**Your objective:**
Reproduce the section of the listing that begins at the line containing "Locate every instance of the dress" and finishes at the line containing "Locate every instance of the dark updo". Include both end lines and nothing beyond them.

**Data section:**

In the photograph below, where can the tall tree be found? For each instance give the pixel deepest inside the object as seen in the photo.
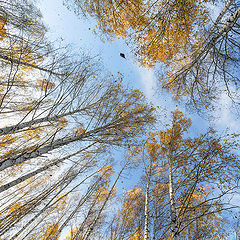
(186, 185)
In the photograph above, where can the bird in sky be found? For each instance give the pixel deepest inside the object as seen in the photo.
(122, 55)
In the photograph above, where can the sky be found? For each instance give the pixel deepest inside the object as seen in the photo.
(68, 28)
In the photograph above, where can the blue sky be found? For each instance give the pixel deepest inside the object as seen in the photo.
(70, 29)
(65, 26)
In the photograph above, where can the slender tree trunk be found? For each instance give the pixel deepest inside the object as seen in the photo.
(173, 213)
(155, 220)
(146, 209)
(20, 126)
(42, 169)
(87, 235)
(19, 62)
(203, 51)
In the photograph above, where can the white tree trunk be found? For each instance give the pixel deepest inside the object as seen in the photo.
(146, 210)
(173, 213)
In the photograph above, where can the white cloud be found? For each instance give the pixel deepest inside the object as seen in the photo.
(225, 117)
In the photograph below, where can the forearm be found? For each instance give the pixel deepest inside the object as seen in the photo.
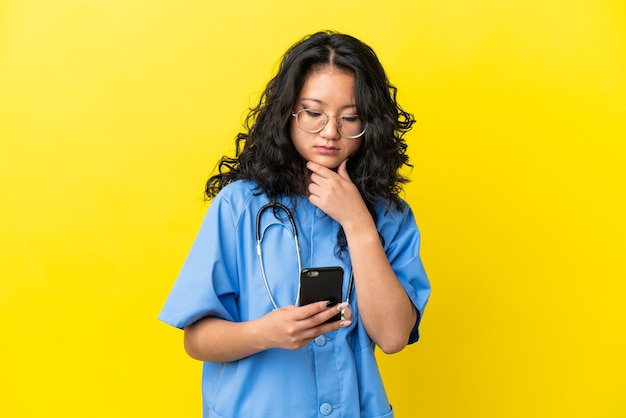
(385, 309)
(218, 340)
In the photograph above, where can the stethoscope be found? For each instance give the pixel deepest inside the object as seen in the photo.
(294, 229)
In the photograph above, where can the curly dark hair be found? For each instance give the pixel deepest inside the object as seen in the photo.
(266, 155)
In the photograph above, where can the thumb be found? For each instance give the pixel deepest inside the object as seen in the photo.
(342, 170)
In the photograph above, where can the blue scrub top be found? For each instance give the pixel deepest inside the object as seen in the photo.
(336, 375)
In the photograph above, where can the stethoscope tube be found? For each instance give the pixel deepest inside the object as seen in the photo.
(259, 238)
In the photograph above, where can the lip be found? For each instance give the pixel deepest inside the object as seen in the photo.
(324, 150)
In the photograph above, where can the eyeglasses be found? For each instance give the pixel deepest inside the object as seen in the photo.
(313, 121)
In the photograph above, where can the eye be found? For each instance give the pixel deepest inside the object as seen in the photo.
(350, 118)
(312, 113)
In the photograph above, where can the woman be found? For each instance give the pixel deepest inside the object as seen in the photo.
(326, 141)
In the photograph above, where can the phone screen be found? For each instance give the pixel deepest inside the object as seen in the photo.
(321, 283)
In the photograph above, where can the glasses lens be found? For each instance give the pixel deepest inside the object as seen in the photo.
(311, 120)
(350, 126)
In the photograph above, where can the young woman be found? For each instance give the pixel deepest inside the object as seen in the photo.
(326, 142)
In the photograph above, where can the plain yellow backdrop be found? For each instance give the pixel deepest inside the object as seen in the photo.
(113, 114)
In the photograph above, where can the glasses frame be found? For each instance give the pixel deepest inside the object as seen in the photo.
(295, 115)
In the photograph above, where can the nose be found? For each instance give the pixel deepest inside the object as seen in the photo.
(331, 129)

* * *

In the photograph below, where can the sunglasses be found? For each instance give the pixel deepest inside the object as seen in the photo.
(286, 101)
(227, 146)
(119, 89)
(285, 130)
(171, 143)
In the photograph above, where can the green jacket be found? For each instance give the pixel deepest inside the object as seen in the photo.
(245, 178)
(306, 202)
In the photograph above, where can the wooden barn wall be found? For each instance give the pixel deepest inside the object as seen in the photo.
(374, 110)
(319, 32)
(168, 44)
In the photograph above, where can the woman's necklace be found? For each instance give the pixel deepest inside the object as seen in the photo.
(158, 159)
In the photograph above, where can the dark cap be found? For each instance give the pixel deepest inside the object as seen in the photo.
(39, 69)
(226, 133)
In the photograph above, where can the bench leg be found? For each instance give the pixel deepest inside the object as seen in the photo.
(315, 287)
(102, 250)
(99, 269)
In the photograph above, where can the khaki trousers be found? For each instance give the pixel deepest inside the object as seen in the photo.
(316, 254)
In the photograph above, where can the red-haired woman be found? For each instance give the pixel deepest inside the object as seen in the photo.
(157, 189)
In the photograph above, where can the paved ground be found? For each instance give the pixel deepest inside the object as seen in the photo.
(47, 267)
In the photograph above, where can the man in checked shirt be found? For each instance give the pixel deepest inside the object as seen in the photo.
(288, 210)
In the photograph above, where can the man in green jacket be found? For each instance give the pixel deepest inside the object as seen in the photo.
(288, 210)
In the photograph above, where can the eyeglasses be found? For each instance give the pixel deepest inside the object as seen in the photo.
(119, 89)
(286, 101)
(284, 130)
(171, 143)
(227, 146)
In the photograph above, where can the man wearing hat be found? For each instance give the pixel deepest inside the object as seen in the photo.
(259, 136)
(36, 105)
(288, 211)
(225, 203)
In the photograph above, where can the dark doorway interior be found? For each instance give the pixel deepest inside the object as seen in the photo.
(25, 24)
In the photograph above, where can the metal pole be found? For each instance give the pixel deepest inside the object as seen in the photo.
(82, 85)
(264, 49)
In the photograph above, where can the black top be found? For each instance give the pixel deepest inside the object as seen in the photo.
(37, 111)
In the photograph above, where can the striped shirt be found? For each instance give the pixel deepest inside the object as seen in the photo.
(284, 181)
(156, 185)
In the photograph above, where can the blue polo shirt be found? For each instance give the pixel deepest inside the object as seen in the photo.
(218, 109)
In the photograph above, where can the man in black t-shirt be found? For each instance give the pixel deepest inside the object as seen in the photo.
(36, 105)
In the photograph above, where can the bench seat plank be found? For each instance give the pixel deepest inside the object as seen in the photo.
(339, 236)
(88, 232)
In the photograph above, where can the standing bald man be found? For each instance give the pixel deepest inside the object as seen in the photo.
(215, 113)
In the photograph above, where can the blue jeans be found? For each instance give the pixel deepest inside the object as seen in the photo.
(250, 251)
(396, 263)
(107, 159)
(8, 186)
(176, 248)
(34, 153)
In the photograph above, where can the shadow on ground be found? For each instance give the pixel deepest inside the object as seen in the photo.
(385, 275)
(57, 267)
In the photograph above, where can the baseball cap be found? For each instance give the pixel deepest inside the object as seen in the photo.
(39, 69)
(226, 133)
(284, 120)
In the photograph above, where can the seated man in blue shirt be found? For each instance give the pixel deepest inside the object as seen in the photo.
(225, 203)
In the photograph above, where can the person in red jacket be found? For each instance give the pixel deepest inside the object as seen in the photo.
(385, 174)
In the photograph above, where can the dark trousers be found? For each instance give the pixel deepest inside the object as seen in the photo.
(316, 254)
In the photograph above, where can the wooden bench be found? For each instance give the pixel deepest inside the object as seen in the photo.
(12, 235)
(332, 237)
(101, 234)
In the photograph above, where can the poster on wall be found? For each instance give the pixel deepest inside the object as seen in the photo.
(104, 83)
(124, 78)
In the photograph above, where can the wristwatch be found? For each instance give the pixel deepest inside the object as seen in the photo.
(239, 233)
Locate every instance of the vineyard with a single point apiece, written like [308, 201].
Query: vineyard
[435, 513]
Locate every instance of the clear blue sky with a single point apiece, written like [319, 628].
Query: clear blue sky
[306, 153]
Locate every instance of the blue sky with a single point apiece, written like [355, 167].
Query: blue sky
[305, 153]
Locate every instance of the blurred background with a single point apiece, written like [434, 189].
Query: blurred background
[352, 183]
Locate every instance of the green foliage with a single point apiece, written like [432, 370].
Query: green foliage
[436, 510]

...

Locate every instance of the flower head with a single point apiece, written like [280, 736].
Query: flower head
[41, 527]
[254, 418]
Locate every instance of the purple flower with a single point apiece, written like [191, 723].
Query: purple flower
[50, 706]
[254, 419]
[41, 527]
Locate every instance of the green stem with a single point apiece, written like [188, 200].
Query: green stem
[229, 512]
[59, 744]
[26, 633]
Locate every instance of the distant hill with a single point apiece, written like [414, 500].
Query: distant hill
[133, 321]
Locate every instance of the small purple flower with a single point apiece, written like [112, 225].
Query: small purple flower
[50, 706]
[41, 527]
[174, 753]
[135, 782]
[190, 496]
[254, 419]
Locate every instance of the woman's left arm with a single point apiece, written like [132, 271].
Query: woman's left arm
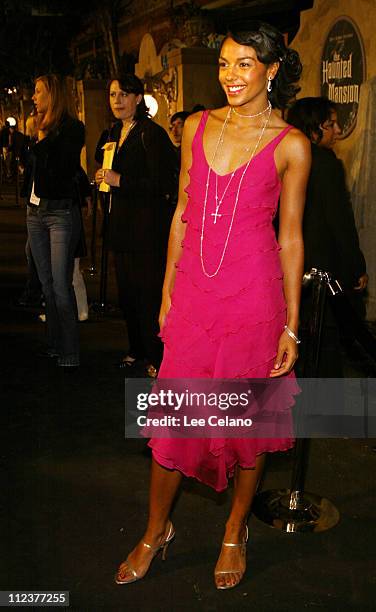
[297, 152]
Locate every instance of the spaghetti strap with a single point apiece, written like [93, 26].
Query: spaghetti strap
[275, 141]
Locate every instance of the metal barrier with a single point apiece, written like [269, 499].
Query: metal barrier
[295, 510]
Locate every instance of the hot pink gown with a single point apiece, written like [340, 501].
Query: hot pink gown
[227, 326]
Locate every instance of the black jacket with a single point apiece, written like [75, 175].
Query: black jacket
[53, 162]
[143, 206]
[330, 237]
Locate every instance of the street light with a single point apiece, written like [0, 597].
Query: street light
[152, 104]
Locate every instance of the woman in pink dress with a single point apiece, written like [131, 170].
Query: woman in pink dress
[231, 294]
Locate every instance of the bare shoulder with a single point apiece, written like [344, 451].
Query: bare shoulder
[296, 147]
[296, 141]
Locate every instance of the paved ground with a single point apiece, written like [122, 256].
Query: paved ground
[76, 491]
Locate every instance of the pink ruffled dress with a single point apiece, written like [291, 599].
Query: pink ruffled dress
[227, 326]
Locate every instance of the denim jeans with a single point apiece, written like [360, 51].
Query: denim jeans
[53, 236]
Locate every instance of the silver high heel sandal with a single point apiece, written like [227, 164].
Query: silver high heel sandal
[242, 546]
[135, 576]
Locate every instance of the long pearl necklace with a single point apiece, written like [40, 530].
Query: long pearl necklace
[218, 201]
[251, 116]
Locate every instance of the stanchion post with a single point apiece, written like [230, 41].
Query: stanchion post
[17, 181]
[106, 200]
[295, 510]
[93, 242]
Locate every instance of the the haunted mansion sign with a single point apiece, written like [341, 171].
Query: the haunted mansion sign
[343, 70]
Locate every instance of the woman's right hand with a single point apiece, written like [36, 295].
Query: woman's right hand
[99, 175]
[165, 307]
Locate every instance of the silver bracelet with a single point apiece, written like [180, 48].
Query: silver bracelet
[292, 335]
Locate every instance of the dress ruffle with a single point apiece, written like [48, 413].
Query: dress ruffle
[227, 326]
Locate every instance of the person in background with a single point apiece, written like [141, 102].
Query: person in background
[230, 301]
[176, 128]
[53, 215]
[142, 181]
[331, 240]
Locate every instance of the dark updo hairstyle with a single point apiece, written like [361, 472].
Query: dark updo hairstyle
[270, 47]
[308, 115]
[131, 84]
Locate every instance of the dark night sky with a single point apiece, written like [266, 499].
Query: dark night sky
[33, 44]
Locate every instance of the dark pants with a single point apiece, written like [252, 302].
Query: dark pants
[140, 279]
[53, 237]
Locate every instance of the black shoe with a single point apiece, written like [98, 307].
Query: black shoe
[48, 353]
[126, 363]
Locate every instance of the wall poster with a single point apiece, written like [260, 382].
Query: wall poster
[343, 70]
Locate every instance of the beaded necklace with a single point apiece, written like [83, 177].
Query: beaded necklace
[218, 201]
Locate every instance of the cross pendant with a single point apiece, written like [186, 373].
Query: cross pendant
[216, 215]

**Exercise output:**
Locate every instance of the dress ruffle with a single point apiece, written like [48, 413].
Query: dress ruffle
[227, 326]
Locate every instance of the person in background with a single point apiece, written like [141, 102].
Query: person in background
[230, 301]
[176, 128]
[53, 215]
[142, 181]
[331, 240]
Locate every instance of the dark updo hairstyle with a single point apiece, written like [361, 472].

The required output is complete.